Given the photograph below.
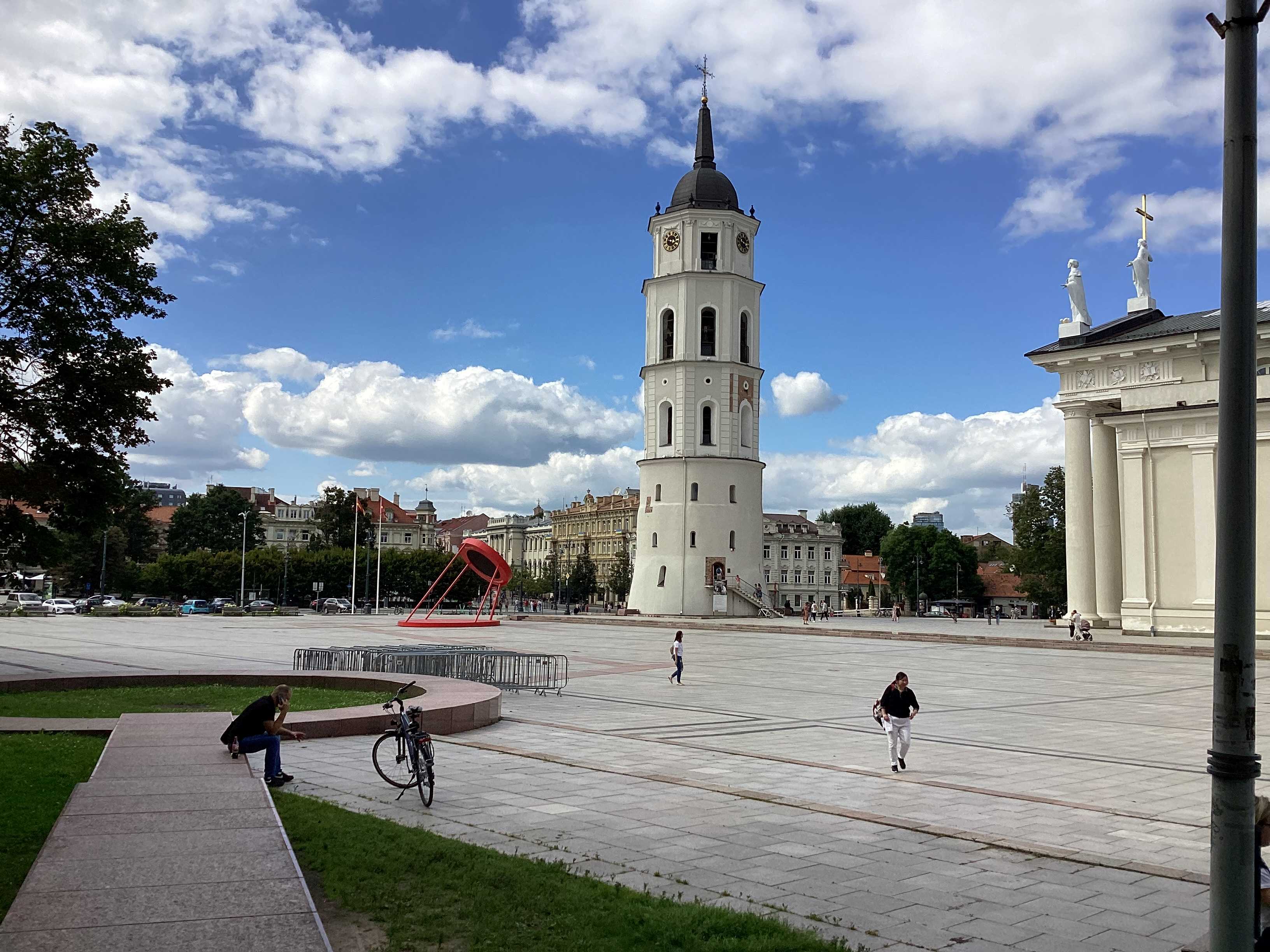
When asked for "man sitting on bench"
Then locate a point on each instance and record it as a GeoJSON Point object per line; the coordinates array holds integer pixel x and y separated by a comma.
--
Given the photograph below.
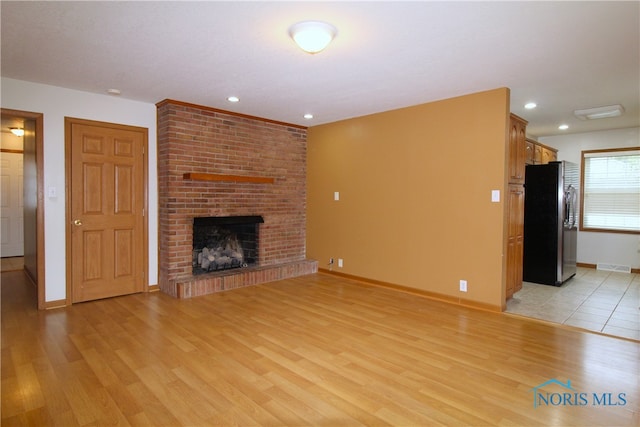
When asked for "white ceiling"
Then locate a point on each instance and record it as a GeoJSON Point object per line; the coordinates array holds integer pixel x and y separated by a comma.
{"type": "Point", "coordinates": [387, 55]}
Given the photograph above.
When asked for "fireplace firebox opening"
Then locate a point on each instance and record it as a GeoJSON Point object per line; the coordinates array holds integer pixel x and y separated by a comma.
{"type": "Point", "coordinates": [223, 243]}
---
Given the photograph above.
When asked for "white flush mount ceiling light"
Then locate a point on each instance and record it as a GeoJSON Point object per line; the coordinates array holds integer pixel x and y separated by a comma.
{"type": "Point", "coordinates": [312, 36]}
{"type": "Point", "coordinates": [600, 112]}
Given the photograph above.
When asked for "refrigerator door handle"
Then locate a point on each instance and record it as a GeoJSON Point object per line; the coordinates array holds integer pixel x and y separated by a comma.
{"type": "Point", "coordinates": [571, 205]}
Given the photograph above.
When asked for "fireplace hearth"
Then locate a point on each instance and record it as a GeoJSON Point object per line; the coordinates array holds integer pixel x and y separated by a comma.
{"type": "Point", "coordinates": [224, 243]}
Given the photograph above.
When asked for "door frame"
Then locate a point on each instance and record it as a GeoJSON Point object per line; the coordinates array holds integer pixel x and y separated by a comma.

- [Written problem]: Extract every line of the material above that contains the word "asked", treating uppercase and lowercase letters as distinct.

- [Exercise output]:
When asked for "man sitting on bench"
When asked for "white ceiling"
When asked for "fireplace firebox opening"
When asked for "white flush mount ceiling light"
When asked for "refrigerator door handle"
When asked for "fireplace hearth"
When asked for "door frame"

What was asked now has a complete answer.